** Begin Entries **

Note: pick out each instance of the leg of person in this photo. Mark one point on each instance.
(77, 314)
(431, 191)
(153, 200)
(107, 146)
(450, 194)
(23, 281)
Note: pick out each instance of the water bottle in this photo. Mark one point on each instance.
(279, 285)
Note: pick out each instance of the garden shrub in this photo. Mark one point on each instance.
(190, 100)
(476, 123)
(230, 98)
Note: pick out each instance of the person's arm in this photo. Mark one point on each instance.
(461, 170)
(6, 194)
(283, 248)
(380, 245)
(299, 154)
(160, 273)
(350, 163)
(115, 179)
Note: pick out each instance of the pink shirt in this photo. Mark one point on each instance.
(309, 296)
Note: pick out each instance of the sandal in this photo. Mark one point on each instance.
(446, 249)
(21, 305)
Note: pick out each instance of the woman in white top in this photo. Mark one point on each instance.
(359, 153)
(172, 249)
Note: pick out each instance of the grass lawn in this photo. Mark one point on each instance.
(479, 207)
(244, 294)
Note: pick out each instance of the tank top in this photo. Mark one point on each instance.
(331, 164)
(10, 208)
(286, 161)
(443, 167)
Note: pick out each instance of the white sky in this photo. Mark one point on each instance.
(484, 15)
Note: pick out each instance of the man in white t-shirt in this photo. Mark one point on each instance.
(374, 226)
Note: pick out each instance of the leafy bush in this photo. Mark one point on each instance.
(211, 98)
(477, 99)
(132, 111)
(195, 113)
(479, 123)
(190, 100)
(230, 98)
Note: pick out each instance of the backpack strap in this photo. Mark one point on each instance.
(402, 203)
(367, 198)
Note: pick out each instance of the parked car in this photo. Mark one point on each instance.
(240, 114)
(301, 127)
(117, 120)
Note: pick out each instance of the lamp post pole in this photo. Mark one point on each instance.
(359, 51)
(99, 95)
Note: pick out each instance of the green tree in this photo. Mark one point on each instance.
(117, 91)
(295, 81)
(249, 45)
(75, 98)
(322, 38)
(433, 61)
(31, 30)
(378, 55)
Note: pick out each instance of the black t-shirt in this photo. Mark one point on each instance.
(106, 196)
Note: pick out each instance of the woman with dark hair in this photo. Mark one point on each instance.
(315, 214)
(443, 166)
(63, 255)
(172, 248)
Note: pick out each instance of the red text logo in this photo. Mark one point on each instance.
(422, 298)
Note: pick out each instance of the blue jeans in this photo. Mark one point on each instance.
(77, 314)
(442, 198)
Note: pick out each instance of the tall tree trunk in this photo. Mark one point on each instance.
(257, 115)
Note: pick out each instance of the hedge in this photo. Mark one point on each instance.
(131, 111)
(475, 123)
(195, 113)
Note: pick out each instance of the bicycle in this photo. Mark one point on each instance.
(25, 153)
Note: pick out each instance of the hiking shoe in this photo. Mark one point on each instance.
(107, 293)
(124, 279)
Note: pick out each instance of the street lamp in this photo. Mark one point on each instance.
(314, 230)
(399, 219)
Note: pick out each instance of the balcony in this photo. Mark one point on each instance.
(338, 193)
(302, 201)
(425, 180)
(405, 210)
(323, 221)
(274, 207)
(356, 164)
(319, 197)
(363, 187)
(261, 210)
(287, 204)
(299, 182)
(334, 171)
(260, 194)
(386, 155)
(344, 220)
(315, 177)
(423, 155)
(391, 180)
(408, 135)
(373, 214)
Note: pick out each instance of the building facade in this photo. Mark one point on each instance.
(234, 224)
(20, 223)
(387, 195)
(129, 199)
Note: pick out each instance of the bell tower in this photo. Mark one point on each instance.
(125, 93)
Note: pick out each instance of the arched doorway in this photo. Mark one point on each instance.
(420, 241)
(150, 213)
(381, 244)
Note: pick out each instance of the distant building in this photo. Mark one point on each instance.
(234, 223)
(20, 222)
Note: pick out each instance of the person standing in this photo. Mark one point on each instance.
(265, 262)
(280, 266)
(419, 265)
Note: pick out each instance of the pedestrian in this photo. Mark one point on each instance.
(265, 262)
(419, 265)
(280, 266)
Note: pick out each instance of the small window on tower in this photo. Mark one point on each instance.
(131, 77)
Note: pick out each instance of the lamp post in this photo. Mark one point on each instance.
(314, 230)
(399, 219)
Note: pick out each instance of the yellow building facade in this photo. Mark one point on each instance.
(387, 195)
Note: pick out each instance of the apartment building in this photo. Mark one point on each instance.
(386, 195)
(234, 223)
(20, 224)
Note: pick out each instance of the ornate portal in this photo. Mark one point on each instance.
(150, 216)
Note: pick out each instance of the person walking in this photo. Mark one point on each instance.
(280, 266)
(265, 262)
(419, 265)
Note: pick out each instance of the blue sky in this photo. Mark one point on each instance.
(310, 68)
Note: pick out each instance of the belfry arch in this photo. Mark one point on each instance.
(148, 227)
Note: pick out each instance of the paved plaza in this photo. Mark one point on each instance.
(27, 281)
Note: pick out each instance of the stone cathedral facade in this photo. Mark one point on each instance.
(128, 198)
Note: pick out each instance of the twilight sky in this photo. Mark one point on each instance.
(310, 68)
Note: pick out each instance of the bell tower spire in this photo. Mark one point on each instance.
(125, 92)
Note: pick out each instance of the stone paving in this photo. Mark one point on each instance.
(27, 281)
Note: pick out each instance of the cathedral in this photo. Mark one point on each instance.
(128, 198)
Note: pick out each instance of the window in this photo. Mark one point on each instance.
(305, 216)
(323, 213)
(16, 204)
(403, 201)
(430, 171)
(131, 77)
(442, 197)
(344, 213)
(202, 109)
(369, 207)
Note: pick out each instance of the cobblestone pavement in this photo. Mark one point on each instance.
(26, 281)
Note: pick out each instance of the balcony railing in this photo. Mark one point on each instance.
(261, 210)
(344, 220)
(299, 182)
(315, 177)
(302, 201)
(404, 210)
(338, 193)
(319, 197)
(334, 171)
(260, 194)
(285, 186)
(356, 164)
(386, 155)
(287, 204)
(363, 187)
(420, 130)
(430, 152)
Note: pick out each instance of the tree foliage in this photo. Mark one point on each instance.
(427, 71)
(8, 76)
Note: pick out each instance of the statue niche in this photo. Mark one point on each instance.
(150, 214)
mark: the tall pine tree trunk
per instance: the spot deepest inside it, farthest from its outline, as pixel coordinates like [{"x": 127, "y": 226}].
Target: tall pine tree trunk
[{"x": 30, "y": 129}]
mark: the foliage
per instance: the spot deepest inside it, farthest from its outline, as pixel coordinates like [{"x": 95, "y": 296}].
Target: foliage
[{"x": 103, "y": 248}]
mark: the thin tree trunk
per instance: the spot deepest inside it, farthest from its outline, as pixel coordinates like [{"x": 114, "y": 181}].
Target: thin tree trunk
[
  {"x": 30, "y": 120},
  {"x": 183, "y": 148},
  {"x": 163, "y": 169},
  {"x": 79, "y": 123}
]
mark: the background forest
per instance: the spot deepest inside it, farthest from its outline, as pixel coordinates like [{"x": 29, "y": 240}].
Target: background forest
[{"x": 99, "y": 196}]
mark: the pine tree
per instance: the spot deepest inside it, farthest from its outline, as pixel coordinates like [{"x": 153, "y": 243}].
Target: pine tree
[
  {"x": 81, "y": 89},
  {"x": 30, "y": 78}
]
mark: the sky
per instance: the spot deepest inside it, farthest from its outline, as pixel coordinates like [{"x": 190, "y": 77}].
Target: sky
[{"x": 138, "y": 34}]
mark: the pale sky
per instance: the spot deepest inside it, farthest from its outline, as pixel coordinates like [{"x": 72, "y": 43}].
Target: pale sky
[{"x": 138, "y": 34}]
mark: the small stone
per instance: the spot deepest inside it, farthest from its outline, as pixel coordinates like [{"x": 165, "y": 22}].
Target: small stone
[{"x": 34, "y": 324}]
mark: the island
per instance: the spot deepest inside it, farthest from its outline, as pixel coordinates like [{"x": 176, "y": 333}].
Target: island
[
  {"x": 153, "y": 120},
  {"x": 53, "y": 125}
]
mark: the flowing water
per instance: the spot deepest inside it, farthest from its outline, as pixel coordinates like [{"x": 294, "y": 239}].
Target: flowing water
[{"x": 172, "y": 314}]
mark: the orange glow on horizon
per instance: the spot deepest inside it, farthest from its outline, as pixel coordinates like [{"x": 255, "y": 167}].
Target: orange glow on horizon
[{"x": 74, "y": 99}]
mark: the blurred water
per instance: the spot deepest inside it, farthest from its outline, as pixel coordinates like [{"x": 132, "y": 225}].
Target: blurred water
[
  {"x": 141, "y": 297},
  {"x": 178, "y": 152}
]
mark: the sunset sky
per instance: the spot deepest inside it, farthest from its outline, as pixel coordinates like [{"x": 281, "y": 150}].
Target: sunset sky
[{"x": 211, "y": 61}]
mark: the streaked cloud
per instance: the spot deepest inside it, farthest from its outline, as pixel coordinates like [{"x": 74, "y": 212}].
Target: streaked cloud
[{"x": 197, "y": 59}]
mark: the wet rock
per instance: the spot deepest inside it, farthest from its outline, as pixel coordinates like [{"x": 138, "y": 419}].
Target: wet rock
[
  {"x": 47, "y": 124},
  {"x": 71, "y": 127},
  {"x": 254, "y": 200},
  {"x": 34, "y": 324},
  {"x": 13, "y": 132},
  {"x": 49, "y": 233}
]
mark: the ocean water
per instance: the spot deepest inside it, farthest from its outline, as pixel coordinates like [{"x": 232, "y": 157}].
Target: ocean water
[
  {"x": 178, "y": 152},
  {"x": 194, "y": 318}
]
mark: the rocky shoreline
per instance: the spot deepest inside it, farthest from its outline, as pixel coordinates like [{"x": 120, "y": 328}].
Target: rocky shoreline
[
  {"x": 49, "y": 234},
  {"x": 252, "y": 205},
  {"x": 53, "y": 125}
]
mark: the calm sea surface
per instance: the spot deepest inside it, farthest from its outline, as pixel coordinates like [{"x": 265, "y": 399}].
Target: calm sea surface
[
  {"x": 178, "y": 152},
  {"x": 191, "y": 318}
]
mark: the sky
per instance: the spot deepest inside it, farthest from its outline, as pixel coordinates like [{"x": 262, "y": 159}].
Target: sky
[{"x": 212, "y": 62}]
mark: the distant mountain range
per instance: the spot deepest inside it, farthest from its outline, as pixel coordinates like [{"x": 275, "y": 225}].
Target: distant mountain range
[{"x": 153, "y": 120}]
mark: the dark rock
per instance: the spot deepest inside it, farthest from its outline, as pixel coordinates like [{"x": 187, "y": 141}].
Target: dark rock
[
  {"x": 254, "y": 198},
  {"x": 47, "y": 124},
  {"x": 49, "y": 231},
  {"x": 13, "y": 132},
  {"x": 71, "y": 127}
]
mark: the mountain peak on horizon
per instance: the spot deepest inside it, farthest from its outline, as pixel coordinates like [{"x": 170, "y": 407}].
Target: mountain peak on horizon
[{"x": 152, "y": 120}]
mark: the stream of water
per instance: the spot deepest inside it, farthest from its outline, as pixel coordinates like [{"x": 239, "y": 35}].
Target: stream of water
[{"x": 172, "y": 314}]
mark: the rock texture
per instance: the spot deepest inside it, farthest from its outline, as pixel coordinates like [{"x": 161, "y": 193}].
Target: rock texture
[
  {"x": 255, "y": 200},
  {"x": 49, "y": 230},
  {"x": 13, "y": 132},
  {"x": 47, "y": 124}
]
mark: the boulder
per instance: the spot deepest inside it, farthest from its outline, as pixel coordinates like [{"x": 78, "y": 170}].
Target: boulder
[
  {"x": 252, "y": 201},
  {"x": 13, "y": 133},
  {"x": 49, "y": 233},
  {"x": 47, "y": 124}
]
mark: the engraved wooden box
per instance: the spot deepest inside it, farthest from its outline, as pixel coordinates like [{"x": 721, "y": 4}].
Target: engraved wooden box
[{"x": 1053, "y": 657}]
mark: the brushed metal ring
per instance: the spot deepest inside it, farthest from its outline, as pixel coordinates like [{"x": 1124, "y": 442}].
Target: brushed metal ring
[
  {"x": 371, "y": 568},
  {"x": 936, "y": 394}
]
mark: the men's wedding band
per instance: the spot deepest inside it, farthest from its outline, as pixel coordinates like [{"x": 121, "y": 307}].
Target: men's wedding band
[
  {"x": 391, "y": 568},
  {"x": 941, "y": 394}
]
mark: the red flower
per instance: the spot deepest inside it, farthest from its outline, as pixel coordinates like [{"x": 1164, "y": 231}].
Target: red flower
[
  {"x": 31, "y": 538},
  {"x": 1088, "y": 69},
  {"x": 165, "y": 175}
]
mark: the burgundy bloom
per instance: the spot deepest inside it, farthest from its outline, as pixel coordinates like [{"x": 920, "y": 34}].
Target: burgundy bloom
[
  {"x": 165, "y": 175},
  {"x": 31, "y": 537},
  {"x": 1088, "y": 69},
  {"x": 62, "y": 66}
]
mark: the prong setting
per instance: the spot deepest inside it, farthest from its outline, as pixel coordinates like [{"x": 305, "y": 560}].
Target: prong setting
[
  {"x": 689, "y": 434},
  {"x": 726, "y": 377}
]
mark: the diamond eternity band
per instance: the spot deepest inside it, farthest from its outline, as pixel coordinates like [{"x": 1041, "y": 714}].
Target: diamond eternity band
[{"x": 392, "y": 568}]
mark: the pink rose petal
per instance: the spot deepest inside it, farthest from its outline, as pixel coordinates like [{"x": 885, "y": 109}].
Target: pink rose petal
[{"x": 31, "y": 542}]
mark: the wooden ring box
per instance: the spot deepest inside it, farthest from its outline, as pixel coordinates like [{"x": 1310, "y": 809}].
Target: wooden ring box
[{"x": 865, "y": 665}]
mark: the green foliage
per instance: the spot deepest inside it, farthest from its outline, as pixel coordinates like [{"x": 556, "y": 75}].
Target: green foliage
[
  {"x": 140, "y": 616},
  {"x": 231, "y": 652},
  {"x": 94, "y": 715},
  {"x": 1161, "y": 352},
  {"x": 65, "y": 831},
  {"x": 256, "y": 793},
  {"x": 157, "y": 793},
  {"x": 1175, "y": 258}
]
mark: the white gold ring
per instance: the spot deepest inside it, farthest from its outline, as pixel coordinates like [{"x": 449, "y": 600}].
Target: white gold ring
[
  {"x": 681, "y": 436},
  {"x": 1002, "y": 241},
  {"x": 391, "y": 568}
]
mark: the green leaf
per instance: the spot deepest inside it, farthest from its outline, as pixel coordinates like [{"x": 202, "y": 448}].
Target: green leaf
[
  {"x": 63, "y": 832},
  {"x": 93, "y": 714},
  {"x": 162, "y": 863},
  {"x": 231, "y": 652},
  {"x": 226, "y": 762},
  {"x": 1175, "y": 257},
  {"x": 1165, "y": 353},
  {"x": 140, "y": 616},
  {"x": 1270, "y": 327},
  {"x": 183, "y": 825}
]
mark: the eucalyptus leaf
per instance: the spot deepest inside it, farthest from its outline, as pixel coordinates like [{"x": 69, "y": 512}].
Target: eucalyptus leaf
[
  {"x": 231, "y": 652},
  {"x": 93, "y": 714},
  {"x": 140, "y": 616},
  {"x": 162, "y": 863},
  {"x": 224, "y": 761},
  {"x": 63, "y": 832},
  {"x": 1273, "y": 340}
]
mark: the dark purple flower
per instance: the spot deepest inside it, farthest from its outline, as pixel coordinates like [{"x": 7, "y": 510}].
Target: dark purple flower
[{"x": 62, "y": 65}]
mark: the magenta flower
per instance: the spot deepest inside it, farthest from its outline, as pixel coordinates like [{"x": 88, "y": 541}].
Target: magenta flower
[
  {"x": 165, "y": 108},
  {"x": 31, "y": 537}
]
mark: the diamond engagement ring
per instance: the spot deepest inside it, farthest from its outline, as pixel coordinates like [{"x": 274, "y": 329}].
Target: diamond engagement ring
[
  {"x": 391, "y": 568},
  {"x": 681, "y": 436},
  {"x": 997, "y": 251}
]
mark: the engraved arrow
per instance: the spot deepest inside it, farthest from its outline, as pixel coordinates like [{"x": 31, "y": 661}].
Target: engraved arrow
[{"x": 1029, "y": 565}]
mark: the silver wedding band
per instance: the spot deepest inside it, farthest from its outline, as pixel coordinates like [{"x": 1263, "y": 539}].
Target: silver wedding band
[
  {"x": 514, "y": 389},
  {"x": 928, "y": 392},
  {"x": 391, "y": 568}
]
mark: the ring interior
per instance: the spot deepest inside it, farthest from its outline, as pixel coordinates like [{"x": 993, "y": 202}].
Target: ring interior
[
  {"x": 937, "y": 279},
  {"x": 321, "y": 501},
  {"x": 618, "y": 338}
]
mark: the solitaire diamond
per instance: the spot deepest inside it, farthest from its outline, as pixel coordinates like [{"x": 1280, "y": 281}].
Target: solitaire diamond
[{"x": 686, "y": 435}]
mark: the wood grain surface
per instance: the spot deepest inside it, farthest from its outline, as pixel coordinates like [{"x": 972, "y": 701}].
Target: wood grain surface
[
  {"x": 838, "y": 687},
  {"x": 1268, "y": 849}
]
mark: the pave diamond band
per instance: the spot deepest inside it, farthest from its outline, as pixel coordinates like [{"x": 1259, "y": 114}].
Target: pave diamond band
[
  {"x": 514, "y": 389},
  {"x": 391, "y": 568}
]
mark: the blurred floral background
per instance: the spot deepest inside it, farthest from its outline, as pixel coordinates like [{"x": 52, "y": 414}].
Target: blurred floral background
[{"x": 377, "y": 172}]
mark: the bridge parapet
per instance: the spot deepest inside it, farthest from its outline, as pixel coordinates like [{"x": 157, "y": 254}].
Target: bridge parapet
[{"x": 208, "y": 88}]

** End Entries **

Given task:
Recast everything from the line containing "mark: the bridge parapet" down to the end of the listing above as a Markdown table with two columns, Row and Line. Number each row and skip blank lines.

Final result:
| Row | Line |
|---|---|
| 1 | mark: the bridge parapet |
| 2 | per instance: the spot deepest inside it, farthest from its outline, as pixel coordinates like [{"x": 157, "y": 254}]. |
| 3 | Target: bridge parapet |
| 4 | [{"x": 208, "y": 88}] |